Would you return the entries below exactly from the line containing "# point at: small motorboat" onward, ending with the final line and including it, and nothing else?

------ Records

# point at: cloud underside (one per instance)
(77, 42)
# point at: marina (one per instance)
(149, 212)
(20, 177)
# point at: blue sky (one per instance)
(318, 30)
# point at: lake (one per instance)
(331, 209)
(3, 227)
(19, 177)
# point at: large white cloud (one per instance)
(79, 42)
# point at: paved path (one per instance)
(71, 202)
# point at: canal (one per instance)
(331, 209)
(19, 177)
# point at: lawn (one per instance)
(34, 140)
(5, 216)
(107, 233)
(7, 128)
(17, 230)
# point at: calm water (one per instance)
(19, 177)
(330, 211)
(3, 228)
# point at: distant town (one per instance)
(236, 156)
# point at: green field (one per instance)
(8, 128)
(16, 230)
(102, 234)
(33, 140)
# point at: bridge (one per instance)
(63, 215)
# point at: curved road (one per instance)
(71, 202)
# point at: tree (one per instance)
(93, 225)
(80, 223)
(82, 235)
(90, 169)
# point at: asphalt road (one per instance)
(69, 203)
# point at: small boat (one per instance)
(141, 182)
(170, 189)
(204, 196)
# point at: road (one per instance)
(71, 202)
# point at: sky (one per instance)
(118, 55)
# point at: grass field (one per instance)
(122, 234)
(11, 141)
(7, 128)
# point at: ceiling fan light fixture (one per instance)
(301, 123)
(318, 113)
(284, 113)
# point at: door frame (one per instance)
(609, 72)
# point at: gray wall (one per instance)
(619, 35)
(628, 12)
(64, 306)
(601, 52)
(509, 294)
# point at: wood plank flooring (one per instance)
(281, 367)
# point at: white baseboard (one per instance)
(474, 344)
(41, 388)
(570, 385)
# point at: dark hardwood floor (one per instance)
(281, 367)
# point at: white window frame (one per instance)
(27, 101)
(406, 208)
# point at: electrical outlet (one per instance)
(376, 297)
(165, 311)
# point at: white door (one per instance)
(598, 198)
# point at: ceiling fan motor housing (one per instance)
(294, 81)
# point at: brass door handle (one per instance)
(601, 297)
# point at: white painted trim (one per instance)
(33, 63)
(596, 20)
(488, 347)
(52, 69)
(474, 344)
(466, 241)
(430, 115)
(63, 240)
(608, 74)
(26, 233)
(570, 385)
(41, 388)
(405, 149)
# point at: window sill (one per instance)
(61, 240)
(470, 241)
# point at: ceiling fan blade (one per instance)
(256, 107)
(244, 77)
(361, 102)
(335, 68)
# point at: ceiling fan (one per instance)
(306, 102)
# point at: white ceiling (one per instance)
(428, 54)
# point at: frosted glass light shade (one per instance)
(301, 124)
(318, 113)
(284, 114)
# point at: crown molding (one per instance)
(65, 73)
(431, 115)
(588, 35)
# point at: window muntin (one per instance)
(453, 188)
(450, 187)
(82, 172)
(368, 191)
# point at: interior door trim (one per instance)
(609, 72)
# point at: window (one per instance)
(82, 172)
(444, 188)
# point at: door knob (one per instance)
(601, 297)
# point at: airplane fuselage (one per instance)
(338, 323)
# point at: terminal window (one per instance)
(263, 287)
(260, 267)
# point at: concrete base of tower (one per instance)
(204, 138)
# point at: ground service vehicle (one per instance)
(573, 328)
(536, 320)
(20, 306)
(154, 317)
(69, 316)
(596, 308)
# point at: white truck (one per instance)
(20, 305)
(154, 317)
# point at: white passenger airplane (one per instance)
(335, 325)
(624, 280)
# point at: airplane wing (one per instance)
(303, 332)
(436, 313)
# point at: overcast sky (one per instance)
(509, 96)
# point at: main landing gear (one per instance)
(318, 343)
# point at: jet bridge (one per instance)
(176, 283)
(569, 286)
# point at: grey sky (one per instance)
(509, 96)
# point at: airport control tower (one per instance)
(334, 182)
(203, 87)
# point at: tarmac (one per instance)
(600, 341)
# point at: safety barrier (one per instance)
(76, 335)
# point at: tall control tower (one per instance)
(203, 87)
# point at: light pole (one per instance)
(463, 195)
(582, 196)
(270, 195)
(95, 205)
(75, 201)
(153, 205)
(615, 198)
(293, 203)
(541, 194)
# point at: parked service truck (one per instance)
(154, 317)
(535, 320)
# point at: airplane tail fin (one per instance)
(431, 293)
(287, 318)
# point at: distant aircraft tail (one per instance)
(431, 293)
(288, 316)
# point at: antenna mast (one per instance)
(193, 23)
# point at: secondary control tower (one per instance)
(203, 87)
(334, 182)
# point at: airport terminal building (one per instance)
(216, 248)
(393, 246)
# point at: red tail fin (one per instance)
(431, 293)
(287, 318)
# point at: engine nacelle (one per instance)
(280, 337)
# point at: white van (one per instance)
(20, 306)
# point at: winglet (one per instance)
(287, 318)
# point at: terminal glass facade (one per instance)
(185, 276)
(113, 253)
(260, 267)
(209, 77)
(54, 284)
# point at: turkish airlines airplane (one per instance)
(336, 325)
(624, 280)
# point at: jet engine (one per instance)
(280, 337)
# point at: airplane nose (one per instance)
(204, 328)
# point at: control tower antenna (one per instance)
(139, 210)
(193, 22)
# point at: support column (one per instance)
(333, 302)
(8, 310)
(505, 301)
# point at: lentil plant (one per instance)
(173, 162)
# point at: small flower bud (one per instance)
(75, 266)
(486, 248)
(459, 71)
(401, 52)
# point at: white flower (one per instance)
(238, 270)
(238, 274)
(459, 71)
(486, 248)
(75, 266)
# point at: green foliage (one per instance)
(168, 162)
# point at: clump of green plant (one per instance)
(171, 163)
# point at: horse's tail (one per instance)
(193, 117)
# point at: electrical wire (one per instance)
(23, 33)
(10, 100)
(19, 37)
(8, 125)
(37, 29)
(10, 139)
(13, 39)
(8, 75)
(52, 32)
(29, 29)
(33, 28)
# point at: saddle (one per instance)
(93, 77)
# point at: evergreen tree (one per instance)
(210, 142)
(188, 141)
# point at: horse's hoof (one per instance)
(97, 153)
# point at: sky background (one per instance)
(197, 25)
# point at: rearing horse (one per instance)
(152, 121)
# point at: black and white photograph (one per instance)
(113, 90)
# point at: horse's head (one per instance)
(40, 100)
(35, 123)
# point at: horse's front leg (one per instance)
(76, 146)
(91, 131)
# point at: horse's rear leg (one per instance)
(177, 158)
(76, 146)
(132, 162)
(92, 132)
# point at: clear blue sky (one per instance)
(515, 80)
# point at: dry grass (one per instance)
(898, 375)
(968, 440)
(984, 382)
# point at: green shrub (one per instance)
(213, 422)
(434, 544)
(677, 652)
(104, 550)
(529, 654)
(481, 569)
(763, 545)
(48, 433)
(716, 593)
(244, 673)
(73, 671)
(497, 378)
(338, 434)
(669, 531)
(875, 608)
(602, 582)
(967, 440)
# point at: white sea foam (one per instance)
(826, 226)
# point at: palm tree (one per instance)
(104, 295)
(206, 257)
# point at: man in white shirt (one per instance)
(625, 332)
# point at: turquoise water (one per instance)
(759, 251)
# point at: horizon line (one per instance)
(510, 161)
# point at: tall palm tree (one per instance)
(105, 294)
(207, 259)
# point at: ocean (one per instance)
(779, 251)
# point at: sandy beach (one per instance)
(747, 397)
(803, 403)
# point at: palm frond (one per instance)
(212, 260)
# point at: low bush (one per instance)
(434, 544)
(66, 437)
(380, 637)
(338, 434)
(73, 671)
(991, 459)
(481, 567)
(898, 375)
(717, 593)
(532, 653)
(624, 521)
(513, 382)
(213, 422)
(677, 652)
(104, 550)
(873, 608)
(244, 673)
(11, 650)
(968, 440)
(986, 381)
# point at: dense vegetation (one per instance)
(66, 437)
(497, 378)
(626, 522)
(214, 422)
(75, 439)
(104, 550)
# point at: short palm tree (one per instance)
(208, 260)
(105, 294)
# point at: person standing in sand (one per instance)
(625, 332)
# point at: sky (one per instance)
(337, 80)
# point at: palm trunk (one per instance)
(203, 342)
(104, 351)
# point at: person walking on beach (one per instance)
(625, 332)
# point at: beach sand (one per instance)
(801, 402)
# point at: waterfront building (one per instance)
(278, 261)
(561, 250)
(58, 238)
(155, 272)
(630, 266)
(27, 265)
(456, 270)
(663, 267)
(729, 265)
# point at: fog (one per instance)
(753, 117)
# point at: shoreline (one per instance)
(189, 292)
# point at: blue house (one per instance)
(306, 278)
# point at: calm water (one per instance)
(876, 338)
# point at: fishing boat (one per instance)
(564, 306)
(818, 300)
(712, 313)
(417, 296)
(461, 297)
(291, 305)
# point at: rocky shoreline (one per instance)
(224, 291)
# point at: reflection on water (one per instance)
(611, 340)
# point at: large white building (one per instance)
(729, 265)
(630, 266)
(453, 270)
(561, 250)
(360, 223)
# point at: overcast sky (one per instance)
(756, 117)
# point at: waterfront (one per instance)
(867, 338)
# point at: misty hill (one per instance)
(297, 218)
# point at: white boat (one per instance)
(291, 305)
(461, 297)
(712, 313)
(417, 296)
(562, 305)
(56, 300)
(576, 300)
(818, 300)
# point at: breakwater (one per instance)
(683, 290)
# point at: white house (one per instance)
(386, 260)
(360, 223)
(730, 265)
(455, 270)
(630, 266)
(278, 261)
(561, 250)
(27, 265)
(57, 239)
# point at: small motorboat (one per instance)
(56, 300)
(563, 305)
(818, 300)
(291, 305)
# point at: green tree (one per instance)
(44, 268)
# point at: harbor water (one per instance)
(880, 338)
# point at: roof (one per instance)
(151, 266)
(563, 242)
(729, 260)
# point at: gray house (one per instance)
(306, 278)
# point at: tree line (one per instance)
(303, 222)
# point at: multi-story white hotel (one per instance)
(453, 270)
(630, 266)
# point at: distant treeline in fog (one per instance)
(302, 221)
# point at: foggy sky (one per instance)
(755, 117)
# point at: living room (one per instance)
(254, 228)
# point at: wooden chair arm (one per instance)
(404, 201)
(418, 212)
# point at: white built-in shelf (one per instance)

------------

◆ **Answer to this exercise**:
# point at: small motorboat (one per instance)
(56, 300)
(563, 305)
(818, 300)
(291, 305)
# point at: green tree (one per instance)
(44, 268)
# point at: harbor water (one per instance)
(880, 338)
# point at: roof (one per instance)
(151, 266)
(563, 242)
(729, 260)
# point at: gray house (one per instance)
(306, 278)
# point at: tree line (one per instance)
(303, 222)
# point at: multi-story white hotel (one per instance)
(453, 270)
(630, 266)
# point at: distant treeline in fog (one per instance)
(302, 221)
# point at: foggy sky (one per instance)
(755, 117)
# point at: living room (one per instance)
(254, 228)
# point at: wooden chair arm (one per instance)
(404, 201)
(418, 212)
# point at: white built-in shelf (one per instance)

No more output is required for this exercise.